§ **Work task**
Across the entries below, how many lines have the word "trunk" in them? Respond with only the number.

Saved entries
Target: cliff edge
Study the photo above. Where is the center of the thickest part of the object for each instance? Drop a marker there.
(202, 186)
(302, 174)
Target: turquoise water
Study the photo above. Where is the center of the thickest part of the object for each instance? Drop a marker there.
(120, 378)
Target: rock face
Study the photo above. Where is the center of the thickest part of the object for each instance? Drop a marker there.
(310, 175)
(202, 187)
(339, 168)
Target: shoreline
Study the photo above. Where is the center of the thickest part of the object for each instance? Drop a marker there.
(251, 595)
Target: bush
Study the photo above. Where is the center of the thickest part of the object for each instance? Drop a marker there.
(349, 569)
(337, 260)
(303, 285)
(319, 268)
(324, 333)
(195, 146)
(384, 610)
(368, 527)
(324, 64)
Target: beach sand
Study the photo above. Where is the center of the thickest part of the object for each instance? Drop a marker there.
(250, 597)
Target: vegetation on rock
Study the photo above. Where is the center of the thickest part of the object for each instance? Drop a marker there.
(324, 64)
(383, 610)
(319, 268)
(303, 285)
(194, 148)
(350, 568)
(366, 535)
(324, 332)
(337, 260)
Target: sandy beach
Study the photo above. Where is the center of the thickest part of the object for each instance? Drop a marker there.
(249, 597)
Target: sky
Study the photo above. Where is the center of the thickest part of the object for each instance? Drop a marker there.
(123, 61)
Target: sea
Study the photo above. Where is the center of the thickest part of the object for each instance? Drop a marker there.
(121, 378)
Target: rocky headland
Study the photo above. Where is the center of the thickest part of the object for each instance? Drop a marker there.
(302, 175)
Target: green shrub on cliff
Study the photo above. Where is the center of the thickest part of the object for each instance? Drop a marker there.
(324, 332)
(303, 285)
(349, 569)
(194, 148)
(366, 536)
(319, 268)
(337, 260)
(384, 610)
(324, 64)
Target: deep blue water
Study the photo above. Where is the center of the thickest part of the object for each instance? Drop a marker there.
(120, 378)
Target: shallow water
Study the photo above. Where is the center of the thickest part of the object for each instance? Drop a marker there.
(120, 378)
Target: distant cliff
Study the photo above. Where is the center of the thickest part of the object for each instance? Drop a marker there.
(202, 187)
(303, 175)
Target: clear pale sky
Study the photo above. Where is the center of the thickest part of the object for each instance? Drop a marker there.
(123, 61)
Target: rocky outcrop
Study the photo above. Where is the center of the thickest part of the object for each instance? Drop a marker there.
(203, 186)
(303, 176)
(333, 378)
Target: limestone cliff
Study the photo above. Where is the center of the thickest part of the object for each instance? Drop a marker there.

==

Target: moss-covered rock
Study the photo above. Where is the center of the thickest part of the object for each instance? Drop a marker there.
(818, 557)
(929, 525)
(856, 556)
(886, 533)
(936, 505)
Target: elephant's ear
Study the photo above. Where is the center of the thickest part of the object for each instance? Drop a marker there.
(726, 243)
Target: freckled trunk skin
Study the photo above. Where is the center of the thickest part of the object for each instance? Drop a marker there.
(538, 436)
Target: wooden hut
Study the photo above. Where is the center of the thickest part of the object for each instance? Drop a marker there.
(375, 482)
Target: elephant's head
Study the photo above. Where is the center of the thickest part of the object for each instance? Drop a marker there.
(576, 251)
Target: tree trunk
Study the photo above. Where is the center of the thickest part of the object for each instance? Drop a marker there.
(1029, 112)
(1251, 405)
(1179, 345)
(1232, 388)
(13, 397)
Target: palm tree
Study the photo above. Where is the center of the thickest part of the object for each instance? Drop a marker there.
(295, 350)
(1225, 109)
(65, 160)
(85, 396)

§ **Completed task**
2